DOCUMENT SECTION =
The Spark Expectation process consists of three phases: 1. When enable_for_source_dq_validation is true, execute agg_dq and query_dq on the source Dataframe 2. If the first step is successful, proceed to run row_dq 3. When enable_for_target_dq_validation is true, exeucte agg_dq and query_dq on the Dataframe resulting from row_dq

Rule Type For Rules

The rules column has a column called "rule_type". It is important that this column should only accept one of these three values - [row_dq, agg_dq, query_dq]. If other values are provided, the library may cause unforeseen errors. Please run the below command to add constraints to the above created rules table

ALTER TABLE `catalog`.`schema`.`{product}_rules` 
ADD CONSTRAINT rule_type_action CHECK (rule_type in ('row_dq', 'agg_dq', 'query_dq'));

Examples of Supported Rule Types

  • Row DQ:

    INSERT INTO `catalog`.`schema`.`{product}_rules` VALUES ('your_product', 'your_table', 'row_dq', 'check_nulls', 'column_name', 'is not null', 'drop', 'completeness', 'Check for null values in column_name', true, true, true, false, 0);
    

  • Aggregation DQ:

    INSERT INTO `catalog`.`schema`.`{product}_rules` VALUES ('your_product', 'your_table', 'agg_dq', 'check_row_count', '', 'COUNT(*) > 0', 'fail', 'completeness', 'Ensure the table has at least one row', true, true, true, false, 0);
    

  • Query DQ:

    INSERT INTO `catalog`.`schema`.`{product}_rules` VALUES ('your_product', 'your_table', 'query_dq', 'check_custom_query', '', 'SELECT COUNT(*) FROM your_table WHERE column_name IS NULL', 'ignore', 'validity', 'Custom query to check for null values in column_name', false, true, true, false, 0);
    

Action If Failed For Row, Aggregation and Query Data Quality Rules

The rules column has a column called "action_if_failed". It is important that this column should only accept one of these values - [fail, drop or ignore] for 'rule_type'='row_dq' and [fail, ignore] for 'rule_type'='agg_dq' and 'rule_type'='query_dq'. If other values are provided, the library may cause unforeseen errors. Please run the below command to add constraints to the above created rules table

ALTER TABLE apla_nd_dq_rules ADD CONSTRAINT action CHECK 
((rule_type = 'row_dq' and action_if_failed IN ('ignore', 'drop', 'fail')) or 
(rule_type = 'agg_dq' and action_if_failed in ('ignore', 'fail')) or 
(rule_type = 'query_dq' and action_if_failed in ('ignore', 'fail')));

DQ Stats Table

In order to collect the stats/metrics for each data quality job run, the spark-expectations job will automatically create the stats table if it does not exist. The below SQL statement can be used to create the table if you want to create it manually, but it is not recommended.

WHAT THIS TASK INVOLVES =
Pick up the Spark Expectations data quality documentation after its final sentence and continue it.

LISTING =
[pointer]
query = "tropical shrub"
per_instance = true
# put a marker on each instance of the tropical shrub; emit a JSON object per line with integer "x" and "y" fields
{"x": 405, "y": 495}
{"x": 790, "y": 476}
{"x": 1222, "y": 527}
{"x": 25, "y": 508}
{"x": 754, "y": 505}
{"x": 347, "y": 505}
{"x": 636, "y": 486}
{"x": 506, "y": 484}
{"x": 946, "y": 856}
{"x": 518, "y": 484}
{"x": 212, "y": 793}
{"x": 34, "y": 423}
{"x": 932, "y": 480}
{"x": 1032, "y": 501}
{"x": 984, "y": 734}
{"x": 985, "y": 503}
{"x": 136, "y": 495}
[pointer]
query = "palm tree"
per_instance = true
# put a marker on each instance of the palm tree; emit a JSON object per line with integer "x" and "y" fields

ANSWER FOR THIS EXERCISE =
create table if not exists `catalog`.`schema`.`dq_stats` (
    product_id STRING,  -- (1)!
    table_name STRING,  -- (2)!
    input_count LONG,  -- (3)!
    error_count LONG,  -- (4)!
    output_count LONG,  -- (5)!
    output_percentage FLOAT,  -- (6)!
    success_percentage FLOAT,  -- (7)!
    error_percentage FLOAT,  -- (8)!
    source_agg_dq_results array<map<string, string>>,  -- (9)!
    final_agg_dq_results array<map<string, string>>,  -- (10)!
    source_query_dq_results array<map<string, string>>,  -- (11)!
    final_query_dq_results array<map<string, string>>,  -- (12)!
    row_dq_res_summary array<map<string, string>>,  -- (13)!
    row_dq_error_threshold array<map<string, string>>,  -- (14)!
    dq_status map<string, string>,  -- (15)!
    dq_run_time map<string, float>,  -- (16)!
    dq_rules map<string, map<string,int>>,  -- (17)!
    meta_dq_run_id STRING,  -- (18)!
    meta_dq_run_date DATE,  -- (19)!
    meta_dq_run_datetime TIMESTAMP,  -- (20)!
    dq_env STRING,  -- (21)!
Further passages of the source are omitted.